**Page excerpt**
In mwhalen18/krspfecals: KRSP Auxilary Fecal Database

knitr::opts_chunk$set(
  collapse = TRUE,
  comment = "#>"
)

library(krspfecals)
library(RMySQL)
library(krsp)

To connect to the fecal database instance, you need to first create a connection object which defines the location and credentiuals for the connection. The base engine for doing this is the DBI package in R. Other packages like RMySQL are built on top of this package and are therefore the base architectures we need. For a while, the dbplyr package offered some source functions like dbplyr::src_dbi to make the database connection objects easier to work with in dplyr. This is what the original krsp package is built with. However, these functions are either deprecated or superceded and will likely be phased out in future CRAN releases. As a result, krspfecals is built with a slightly more fundemental architecture. I outline this in a bit more detail later on.

All functions for working with the fecal database begin with fecal and are named using lowerCamel notation.

We can use the function fecalConnect to create a connection object which will then be passed as a parameter into other helper functions.

con = fecalConnect(MySQL(), group = "krspfecals-aws")

How to connect to the database?

I am repeating what is already laid out in the krsp Vignettes...The best way to connect to the database is to create secure credentials on your local machine. There are a few ways to do this that are secure and repeatable. Given that most people will (should) have setup a group in their my.cnf file, I will outline that one first.

Creating groups in .my.cnf

A .cnf file is a configuration file that MySQL reads through. They live in a few different locations depending on whether they are global configurations or user specific configurations. You can read more here (https://dev.mysql.com/doc/refman/8.0/en/option-files.html). This allows you to specify MySQL credentials permanently without embeddign them in your R code.

On Unix machines, the defualt location for this configuration file is ~/.my.cnf and on Windows it is C:/my.cnf (Note this is where programs will LOOK for the file. You can put it anywhere but you'll have to change the default file parameter in other programs).

To open this file (or create it if it doesn't exist) open your Terminal and type the following command

sudo nano ~/.my.cnf

This will open (or create) the file. Enter the following information

[krspfecals-aws]
user = "USER"
password = "PASSW0RD"
host = "hormonedb.cfvasuoihvfm.ca-central-1.rds.amazonaws.com"
port = 3306
database = "krspfecals"

This same structure can be used to create a security group for the krsp database as well (see the krsp vignettes).

When you are finished, press CTRL+X, then press Y to save. It's a good idea to then restart MySQL on your machine.

**Task item A**
Retype the page on connecting to the fecal database word for word, taking everything from "library(krsp)" down to "detail later on.".
The records have nothing to do with the page on connecting to the fecal database.

Data records
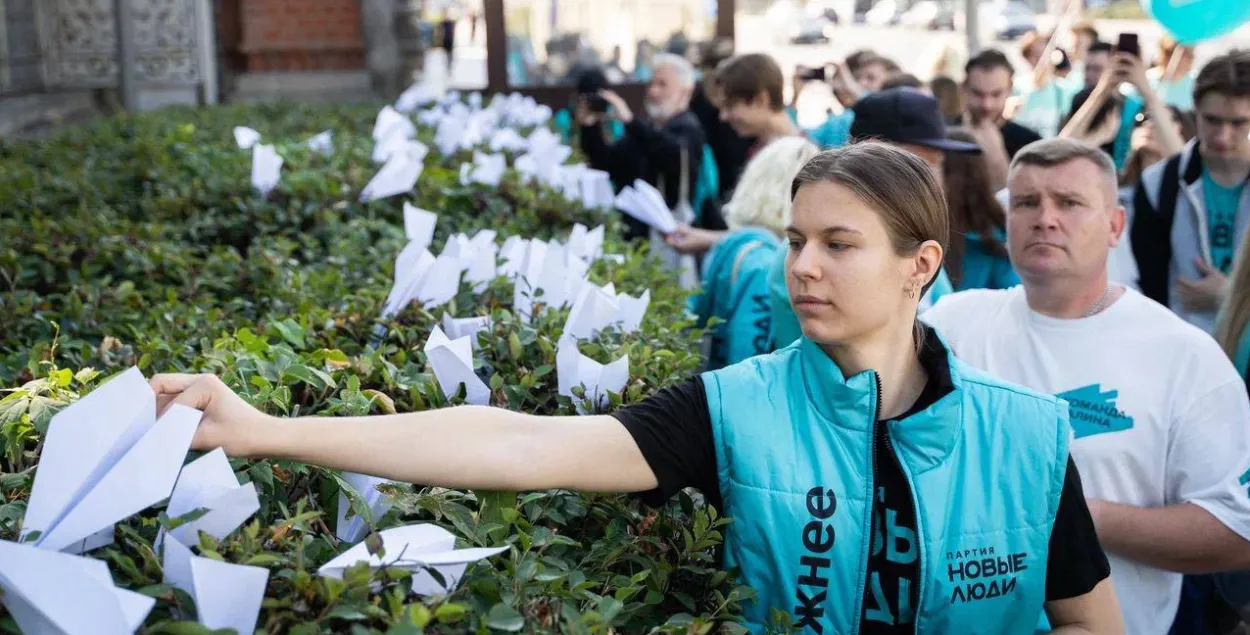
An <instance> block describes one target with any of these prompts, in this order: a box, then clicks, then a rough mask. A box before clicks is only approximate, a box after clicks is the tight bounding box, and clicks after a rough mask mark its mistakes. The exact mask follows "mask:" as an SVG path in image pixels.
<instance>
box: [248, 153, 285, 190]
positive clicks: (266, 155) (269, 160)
mask: <svg viewBox="0 0 1250 635" xmlns="http://www.w3.org/2000/svg"><path fill="white" fill-rule="evenodd" d="M281 178H282V158H281V156H279V155H277V150H274V146H271V145H262V144H257V145H254V146H251V186H252V187H255V189H256V191H259V192H260V194H261V196H269V192H270V191H272V190H274V187H277V181H279V180H281Z"/></svg>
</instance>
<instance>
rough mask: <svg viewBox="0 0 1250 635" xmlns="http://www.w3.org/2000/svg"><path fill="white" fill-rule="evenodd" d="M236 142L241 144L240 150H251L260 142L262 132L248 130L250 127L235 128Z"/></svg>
mask: <svg viewBox="0 0 1250 635" xmlns="http://www.w3.org/2000/svg"><path fill="white" fill-rule="evenodd" d="M234 134H235V143H236V144H239V149H240V150H251V146H254V145H256V141H260V133H257V131H255V130H252V129H250V128H247V126H235V129H234Z"/></svg>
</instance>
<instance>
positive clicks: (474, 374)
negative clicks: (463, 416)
mask: <svg viewBox="0 0 1250 635" xmlns="http://www.w3.org/2000/svg"><path fill="white" fill-rule="evenodd" d="M424 350H425V356H426V359H429V360H430V370H432V371H434V376H435V377H436V379H437V380H439V387H441V389H442V396H445V397H447V399H451V396H452V395H455V394H456V391H457V390H460V384H464V385H465V402H466V404H472V405H479V406H485V405H489V404H490V386H487V385H486V382H484V381H482V380H481V377H479V376H477V375H476V374H475V372H474V371H472V344H470V342H469V336H464V337H457V339H455V340H451V339H447V336H446V334H444V332H442V329H440V327H437V326H435V327H434V330H432V331H431V332H430V339H429V340H426V342H425V349H424Z"/></svg>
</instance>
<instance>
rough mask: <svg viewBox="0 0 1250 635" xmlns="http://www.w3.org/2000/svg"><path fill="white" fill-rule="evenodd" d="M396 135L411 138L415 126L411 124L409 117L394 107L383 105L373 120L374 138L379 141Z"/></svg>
mask: <svg viewBox="0 0 1250 635" xmlns="http://www.w3.org/2000/svg"><path fill="white" fill-rule="evenodd" d="M396 135H397V136H401V138H404V139H412V138H414V136H416V126H415V125H412V120H411V119H409V118H406V116H404V115H402V114H400V113H399V111H397V110H395V109H394V108H390V106H384V108H382V109H381V110H380V111H379V113H377V119H376V120H374V140H375V141H381V140H382V139H386V138H390V136H396Z"/></svg>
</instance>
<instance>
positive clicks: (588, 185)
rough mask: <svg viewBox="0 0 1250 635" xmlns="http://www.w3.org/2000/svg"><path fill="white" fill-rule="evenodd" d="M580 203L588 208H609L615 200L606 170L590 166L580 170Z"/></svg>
mask: <svg viewBox="0 0 1250 635" xmlns="http://www.w3.org/2000/svg"><path fill="white" fill-rule="evenodd" d="M580 185H581V205H582V206H584V207H586V209H590V210H610V209H612V204H614V202H615V201H616V194H615V192H612V181H611V178H610V176H609V174H607V173H605V171H602V170H595V169H591V168H587V169H585V170H584V171H582V173H581V183H580Z"/></svg>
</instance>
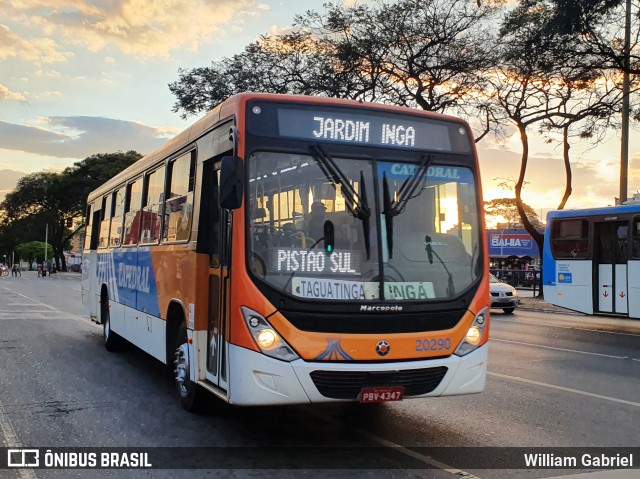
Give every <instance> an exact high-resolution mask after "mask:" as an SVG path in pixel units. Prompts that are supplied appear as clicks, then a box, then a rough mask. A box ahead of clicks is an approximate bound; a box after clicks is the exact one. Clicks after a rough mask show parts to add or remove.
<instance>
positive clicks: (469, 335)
mask: <svg viewBox="0 0 640 479" xmlns="http://www.w3.org/2000/svg"><path fill="white" fill-rule="evenodd" d="M481 338H482V331H480V328H479V327H478V326H476V325H473V326H471V327H470V328H469V331H467V335H466V336H465V337H464V340H465V341H466V342H468V343H469V344H473V345H474V346H476V345H478V344H479V343H480V339H481Z"/></svg>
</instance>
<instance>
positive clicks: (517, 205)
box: [515, 124, 544, 298]
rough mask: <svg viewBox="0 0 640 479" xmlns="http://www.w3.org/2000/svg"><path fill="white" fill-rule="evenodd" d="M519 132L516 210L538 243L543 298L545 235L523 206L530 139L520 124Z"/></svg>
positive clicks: (526, 228) (521, 218)
mask: <svg viewBox="0 0 640 479" xmlns="http://www.w3.org/2000/svg"><path fill="white" fill-rule="evenodd" d="M518 131H519V132H520V141H521V142H522V161H521V163H520V176H518V182H517V183H516V187H515V193H516V208H517V209H518V214H519V215H520V220H521V221H522V226H524V229H525V230H527V233H529V234H530V235H531V237H532V238H533V240H534V241H535V242H536V245H538V251H539V252H540V283H539V284H540V293H539V294H538V296H539V297H541V298H542V297H544V293H543V292H542V247H543V243H544V234H543V233H540V232H539V231H538V230H536V229H535V228H534V227H533V225H532V224H531V222H530V221H529V218H528V217H527V213H526V212H525V210H524V206H522V186H523V185H524V177H525V175H526V173H527V162H528V161H529V137H528V136H527V127H526V125H523V124H519V125H518Z"/></svg>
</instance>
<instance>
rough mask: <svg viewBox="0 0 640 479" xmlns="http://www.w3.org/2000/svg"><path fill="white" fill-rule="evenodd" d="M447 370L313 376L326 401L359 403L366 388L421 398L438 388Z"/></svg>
mask: <svg viewBox="0 0 640 479" xmlns="http://www.w3.org/2000/svg"><path fill="white" fill-rule="evenodd" d="M446 373H447V368H446V367H445V366H440V367H437V368H424V369H407V370H403V371H380V372H378V371H370V372H369V371H362V372H361V371H313V372H312V373H311V374H310V376H311V379H312V380H313V383H314V384H315V385H316V387H317V388H318V391H320V394H322V395H323V396H324V397H328V398H332V399H356V398H357V396H358V394H359V393H360V390H361V389H362V388H363V387H373V386H403V387H404V395H405V397H406V396H419V395H421V394H427V393H430V392H431V391H433V390H434V389H435V388H437V387H438V384H440V381H442V378H443V377H444V375H445V374H446Z"/></svg>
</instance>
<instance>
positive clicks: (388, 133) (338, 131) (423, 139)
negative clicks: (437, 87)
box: [248, 104, 471, 153]
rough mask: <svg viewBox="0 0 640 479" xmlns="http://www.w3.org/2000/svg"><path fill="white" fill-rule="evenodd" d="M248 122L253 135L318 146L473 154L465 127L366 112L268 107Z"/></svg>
mask: <svg viewBox="0 0 640 479" xmlns="http://www.w3.org/2000/svg"><path fill="white" fill-rule="evenodd" d="M248 123H249V129H250V131H251V132H252V133H254V134H259V135H267V136H278V137H285V138H298V139H305V140H311V141H314V142H334V143H335V142H338V143H343V144H352V145H360V146H381V147H387V148H403V149H417V150H431V151H443V152H459V153H469V152H470V151H471V139H470V138H469V134H468V131H467V128H466V127H465V126H464V125H463V124H461V123H455V122H453V121H450V120H446V119H443V120H441V121H439V120H436V119H431V118H420V117H418V116H416V115H402V114H398V113H396V112H390V113H386V112H382V111H375V110H369V109H366V108H361V109H360V108H344V107H336V108H331V107H326V106H318V107H315V106H312V105H305V106H304V107H303V106H299V107H298V106H297V105H296V106H291V105H286V106H285V105H274V104H265V105H260V106H253V107H252V108H251V109H250V114H249V122H248ZM274 123H275V125H274ZM274 126H275V128H274Z"/></svg>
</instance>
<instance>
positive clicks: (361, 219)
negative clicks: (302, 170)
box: [309, 145, 371, 259]
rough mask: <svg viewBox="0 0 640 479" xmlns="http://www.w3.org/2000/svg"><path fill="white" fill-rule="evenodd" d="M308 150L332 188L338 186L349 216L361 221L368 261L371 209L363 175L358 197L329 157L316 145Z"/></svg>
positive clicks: (317, 145) (309, 148) (319, 147)
mask: <svg viewBox="0 0 640 479" xmlns="http://www.w3.org/2000/svg"><path fill="white" fill-rule="evenodd" d="M309 150H310V151H311V156H312V157H313V159H314V160H316V162H317V163H318V165H319V166H320V169H321V170H322V172H323V173H324V175H325V176H326V177H327V179H328V180H330V181H332V184H333V187H334V188H335V187H336V184H338V185H340V188H341V192H342V196H344V199H345V203H346V206H347V210H348V211H349V214H350V215H351V216H353V217H354V218H358V219H359V220H361V221H362V228H363V230H364V247H365V249H366V251H367V259H370V258H371V240H370V233H369V218H371V209H370V208H369V202H368V199H367V188H366V186H365V183H364V173H363V172H362V170H360V187H361V188H360V189H361V192H362V194H361V195H358V193H357V192H356V190H355V189H354V188H353V185H352V184H351V183H350V182H349V179H348V178H347V177H346V176H345V174H344V173H343V172H342V170H341V169H340V167H338V165H337V164H336V162H335V160H334V159H333V158H331V156H329V155H328V154H327V153H326V152H325V151H324V150H323V149H322V148H321V147H320V146H318V145H311V146H310V147H309Z"/></svg>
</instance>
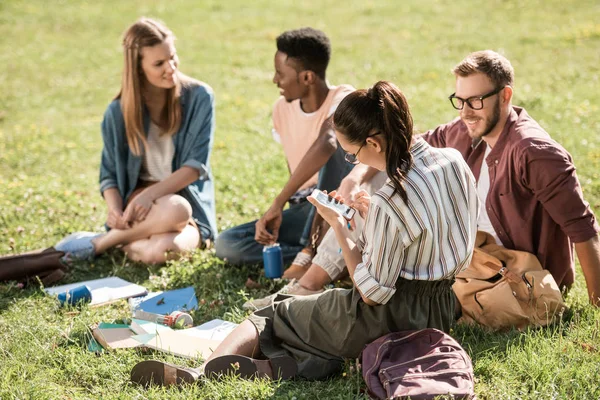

**Task item B**
Find each line in the records that contains the string "positive", matching case, and copy those lines.

**Written answer A**
library(krsp)

To connect to the fecal database instance, you need to first create a connection object which defines the location and credentiuals for the connection. The base engine for doing this is the DBI package in R. Other packages like RMySQL are built on top of this package and are therefore the base architectures we need. For a while, the dbplyr package offered some source functions like dbplyr::src_dbi to make the database connection objects easier to work with in dplyr. This is what the original krsp package is built with. However, these functions are either deprecated or superceded and will likely be phased out in future CRAN releases. As a result, krspfecals is built with a slightly more fundemental architecture. I outline this in a bit more detail later on.

**Written answer B**
positive clicks: (266, 155) (269, 160)
positive clicks: (474, 374)
positive clicks: (588, 185)
positive clicks: (469, 335)
positive clicks: (517, 205)
positive clicks: (526, 228) (521, 218)
positive clicks: (388, 133) (338, 131) (423, 139)
positive clicks: (361, 219)
positive clicks: (317, 145) (309, 148) (319, 147)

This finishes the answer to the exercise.